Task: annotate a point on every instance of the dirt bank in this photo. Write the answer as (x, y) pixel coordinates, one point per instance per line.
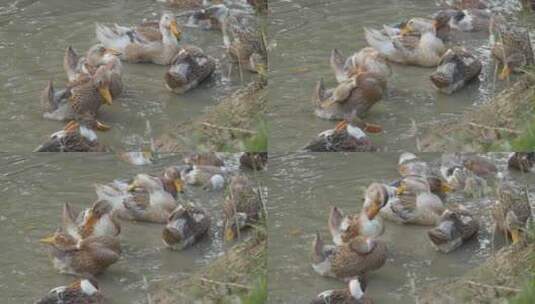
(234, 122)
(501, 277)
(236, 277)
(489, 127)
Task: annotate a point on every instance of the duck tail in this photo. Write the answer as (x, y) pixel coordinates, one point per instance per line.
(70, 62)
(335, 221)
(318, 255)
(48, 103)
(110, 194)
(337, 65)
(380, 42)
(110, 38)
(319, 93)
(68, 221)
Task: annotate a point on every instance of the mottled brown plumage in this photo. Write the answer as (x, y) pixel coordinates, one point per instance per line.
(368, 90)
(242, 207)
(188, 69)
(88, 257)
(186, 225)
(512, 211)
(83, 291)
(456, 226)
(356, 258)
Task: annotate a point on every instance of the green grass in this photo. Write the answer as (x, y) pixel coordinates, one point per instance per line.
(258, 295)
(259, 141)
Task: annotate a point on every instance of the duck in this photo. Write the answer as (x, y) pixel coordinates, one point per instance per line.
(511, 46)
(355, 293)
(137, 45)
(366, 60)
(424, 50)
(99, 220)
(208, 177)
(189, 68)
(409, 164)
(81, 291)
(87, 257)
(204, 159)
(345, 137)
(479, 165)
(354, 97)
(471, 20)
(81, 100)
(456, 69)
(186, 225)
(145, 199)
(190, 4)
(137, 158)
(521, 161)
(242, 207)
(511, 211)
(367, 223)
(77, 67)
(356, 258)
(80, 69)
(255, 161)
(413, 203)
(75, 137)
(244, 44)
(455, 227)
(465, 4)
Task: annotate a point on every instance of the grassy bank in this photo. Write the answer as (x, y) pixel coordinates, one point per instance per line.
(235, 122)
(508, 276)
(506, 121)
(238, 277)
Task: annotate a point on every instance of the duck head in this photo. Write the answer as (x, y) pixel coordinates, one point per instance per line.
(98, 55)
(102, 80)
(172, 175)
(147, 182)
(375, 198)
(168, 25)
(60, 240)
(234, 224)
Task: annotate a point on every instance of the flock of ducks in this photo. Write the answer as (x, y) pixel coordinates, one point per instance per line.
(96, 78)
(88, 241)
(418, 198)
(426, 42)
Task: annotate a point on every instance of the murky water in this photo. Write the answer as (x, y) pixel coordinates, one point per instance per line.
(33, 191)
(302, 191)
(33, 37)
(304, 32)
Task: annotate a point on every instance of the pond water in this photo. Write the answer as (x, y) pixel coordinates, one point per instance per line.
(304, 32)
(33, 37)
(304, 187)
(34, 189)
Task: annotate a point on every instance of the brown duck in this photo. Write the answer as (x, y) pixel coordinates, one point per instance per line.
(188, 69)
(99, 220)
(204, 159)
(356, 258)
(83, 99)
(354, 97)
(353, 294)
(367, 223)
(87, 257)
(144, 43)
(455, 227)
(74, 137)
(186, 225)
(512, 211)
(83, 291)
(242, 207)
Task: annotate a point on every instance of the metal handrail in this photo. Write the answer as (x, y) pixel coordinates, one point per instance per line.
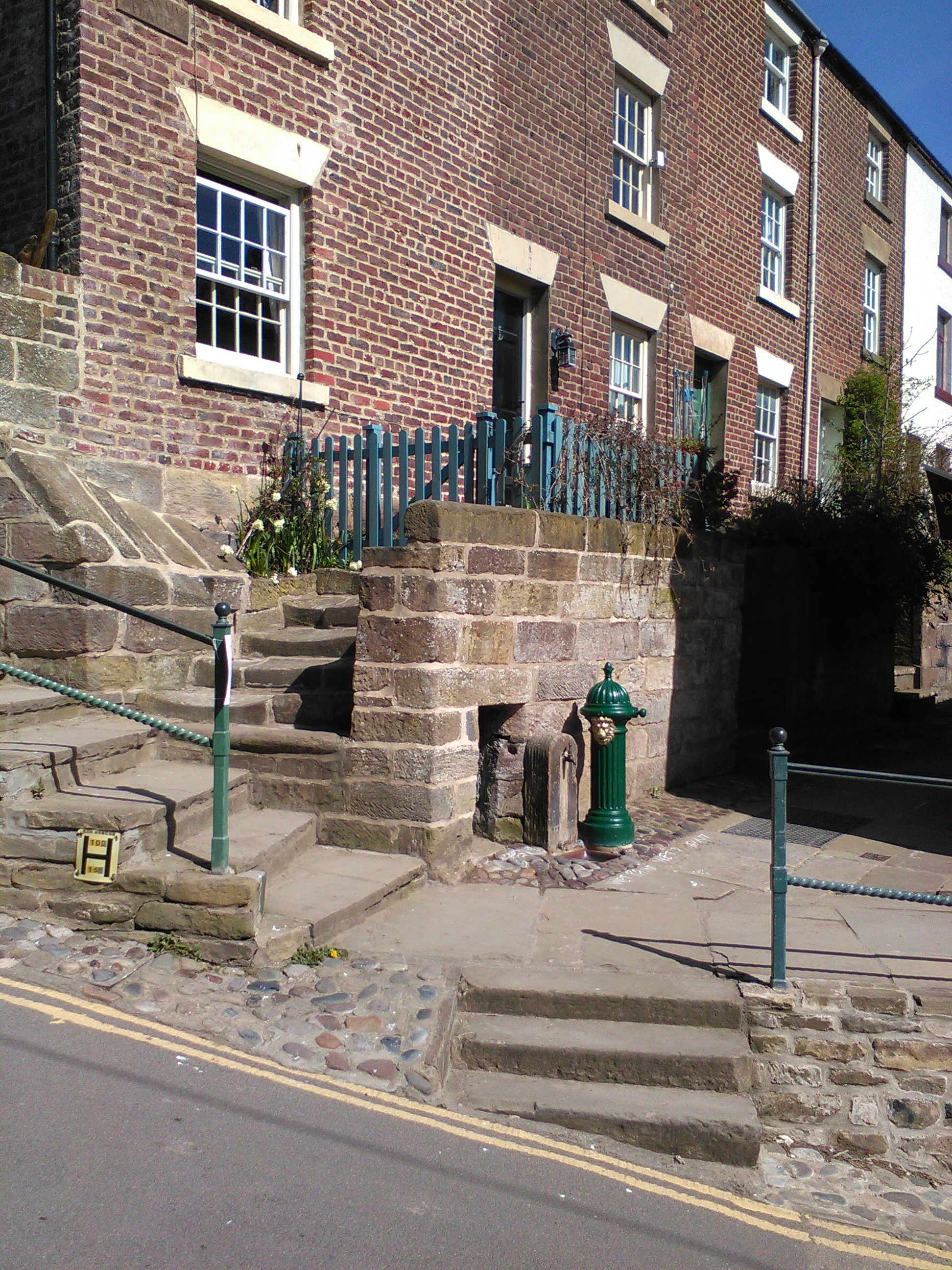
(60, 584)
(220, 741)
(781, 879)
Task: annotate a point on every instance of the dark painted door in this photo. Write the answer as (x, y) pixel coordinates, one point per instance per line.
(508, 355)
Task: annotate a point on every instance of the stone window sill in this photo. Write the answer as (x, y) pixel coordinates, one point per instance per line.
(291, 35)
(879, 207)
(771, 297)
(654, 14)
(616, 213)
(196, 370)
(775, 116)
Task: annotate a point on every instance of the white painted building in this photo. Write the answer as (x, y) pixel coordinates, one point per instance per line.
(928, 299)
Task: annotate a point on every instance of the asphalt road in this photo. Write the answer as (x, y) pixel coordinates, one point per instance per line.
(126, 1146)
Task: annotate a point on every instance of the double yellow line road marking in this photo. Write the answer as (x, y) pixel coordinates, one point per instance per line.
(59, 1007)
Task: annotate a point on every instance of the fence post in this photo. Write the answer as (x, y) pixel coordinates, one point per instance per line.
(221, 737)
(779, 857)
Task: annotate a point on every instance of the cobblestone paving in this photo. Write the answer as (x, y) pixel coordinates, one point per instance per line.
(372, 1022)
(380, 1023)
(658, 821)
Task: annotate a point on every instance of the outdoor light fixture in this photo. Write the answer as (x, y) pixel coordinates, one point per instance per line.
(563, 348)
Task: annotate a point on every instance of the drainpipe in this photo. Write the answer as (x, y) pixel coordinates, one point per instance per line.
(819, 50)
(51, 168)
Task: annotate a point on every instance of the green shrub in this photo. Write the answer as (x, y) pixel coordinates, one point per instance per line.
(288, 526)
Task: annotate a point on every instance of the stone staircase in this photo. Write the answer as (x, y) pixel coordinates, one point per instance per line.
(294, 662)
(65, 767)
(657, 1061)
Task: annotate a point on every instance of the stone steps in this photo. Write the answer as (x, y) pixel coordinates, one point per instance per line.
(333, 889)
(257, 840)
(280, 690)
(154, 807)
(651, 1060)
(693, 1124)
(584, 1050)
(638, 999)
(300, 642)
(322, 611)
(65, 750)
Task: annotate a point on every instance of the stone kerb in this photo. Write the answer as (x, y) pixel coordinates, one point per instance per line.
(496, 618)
- - - - -
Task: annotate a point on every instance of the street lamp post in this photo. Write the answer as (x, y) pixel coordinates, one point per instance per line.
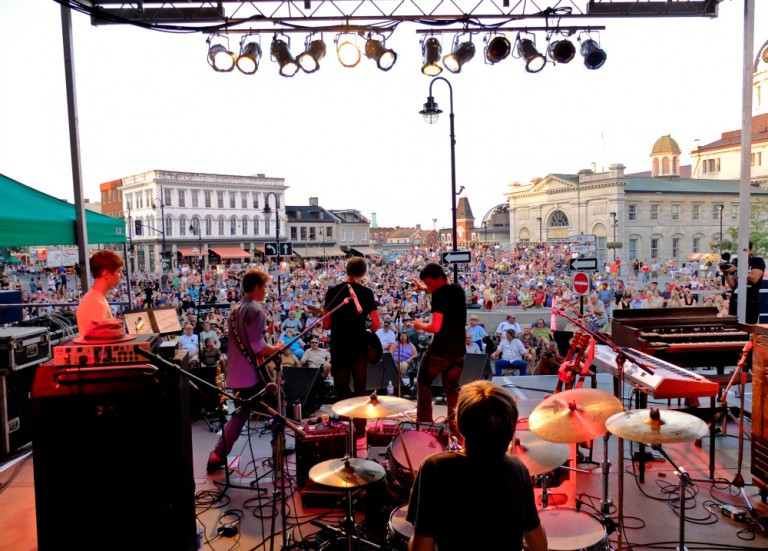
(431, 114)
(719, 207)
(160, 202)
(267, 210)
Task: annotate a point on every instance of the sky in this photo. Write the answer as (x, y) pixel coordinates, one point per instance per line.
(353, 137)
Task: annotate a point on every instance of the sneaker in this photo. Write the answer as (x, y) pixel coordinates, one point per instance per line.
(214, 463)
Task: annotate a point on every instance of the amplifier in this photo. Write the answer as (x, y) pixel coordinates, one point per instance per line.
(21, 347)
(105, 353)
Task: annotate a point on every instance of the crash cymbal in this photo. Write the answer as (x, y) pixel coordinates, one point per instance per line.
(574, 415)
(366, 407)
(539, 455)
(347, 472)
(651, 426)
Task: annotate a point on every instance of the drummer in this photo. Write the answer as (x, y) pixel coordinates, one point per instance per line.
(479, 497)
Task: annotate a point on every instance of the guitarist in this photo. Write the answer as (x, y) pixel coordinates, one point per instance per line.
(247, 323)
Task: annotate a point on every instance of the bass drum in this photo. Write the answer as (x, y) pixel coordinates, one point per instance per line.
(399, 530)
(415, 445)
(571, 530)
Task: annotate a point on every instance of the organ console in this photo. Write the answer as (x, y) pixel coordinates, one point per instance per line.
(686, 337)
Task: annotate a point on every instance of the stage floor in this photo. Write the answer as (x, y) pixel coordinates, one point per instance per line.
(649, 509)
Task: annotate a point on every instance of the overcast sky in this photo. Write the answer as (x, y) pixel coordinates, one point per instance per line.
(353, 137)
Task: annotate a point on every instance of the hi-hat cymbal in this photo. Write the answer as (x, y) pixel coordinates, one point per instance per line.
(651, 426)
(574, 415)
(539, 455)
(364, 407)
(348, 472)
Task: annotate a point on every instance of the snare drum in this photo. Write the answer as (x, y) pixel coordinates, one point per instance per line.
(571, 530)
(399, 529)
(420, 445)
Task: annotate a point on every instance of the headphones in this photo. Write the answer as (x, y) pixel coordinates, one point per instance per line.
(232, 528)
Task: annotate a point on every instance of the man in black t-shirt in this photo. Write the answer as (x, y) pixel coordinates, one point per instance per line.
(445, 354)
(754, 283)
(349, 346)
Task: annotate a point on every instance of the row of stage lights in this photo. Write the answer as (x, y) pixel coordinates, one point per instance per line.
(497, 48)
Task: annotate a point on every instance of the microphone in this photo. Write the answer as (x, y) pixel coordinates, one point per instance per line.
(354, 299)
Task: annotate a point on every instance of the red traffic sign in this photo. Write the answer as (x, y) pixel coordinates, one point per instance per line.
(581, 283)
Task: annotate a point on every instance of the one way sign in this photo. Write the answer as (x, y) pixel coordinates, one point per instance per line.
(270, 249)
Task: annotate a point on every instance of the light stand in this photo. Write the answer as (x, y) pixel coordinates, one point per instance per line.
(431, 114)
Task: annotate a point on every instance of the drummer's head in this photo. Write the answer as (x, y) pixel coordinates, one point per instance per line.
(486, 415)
- - - - -
Your instructions: Count the lines of the material above that contain the word "post", and give only that number.

Task answer: 2